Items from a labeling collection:

::::

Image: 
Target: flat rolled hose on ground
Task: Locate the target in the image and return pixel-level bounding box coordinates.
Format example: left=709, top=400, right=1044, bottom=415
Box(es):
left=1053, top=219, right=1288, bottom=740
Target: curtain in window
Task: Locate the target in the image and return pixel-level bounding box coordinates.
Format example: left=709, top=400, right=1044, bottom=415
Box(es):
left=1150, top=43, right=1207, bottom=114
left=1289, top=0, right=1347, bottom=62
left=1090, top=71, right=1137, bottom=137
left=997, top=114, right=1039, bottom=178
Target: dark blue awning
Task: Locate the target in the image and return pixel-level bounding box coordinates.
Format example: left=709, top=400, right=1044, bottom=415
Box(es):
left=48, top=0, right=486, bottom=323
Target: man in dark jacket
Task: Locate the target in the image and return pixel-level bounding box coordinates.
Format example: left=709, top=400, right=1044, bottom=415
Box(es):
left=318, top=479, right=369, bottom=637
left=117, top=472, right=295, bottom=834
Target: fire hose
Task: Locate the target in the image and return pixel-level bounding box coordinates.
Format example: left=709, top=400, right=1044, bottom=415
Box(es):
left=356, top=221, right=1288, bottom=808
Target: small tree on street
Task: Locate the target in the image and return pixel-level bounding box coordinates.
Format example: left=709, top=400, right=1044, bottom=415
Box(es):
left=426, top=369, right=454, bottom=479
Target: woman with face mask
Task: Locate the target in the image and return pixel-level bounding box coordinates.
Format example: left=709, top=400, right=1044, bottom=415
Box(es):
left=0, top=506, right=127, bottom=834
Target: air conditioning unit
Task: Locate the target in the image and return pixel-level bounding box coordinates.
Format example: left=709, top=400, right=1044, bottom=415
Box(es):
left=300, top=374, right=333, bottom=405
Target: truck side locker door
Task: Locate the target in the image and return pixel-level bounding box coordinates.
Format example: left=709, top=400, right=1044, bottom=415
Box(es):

::::

● **GOAL**:
Please return all of the material above word for word, from its first line to its last.

● **REPLY**:
Image: 
Target: flat rolled hose on ground
Task: Locate the target in the image and return pixel-level bounding box coordinates.
Format example: left=709, top=400, right=1044, bottom=415
Box(es):
left=1053, top=219, right=1288, bottom=740
Target: curtain in window
Task: Locate the target in the image and return pixel-level bounding box coordinates.
Format example: left=709, top=400, right=1044, bottom=415
Box(es):
left=1150, top=43, right=1207, bottom=114
left=1289, top=0, right=1347, bottom=62
left=1090, top=71, right=1137, bottom=137
left=997, top=114, right=1039, bottom=178
Target: dark blue awning
Task: Locate the target in the image and return pixel-level bounding box coordinates.
Format example: left=709, top=400, right=1044, bottom=415
Box(es):
left=48, top=0, right=486, bottom=323
Target: man in dark jacket
Task: Locate the target in the image and return pixel-level bounding box coordinates.
Format example: left=709, top=400, right=1044, bottom=415
Box(es):
left=318, top=479, right=369, bottom=637
left=117, top=472, right=295, bottom=834
Target: fire hose
Task: Locate the target in the image and return pixel-level bounding box coordinates.
Format example: left=709, top=400, right=1044, bottom=415
Box(es):
left=356, top=221, right=1288, bottom=808
Target: small tree on street
Task: Locate the target in the image and return pixel-level bounding box coordinates.
Format example: left=709, top=400, right=1044, bottom=415
Box(es):
left=426, top=369, right=454, bottom=479
Target: woman with face mask
Task: Locate the target in the image and return pixel-level bounding box coordinates.
Format example: left=709, top=400, right=1044, bottom=415
Box(es):
left=0, top=506, right=127, bottom=834
Target: air conditioning unit
Task: Locate the target in the image and return pixel-level bounding box coordinates.
Format example: left=709, top=400, right=1044, bottom=415
Box(es):
left=300, top=374, right=333, bottom=405
Target: truck side locker door
Task: Locate the target in the image and return pixel-level bounding box coordinates.
Format example: left=709, top=400, right=1044, bottom=415
Box(es):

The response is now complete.